Data records
= = = =
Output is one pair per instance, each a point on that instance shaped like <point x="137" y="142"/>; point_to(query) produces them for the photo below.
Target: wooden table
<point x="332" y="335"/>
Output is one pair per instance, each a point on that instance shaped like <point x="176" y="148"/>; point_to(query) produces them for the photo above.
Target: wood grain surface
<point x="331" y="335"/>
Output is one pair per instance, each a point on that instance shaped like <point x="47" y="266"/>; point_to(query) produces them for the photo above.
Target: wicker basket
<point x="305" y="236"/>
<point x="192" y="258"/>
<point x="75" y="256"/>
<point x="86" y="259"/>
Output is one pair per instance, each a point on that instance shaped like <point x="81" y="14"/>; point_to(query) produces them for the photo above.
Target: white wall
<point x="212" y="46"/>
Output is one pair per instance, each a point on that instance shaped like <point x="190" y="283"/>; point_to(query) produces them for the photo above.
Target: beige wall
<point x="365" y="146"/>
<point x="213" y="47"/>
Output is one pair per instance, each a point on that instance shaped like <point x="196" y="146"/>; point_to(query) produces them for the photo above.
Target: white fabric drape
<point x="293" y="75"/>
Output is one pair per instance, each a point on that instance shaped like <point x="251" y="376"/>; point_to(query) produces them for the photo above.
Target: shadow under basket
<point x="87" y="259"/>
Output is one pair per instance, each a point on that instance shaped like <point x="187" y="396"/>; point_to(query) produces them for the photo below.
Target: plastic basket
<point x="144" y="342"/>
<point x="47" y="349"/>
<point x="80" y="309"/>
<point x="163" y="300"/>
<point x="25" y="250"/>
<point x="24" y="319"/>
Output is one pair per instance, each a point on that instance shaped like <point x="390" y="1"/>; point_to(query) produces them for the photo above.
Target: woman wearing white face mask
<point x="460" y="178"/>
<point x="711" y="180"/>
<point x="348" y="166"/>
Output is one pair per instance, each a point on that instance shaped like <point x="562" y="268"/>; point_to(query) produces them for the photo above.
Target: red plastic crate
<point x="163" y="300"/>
= = = =
• _Goal of the exercise_:
Report how many lines above hold "them", number only.

• _Solution to this exercise_:
10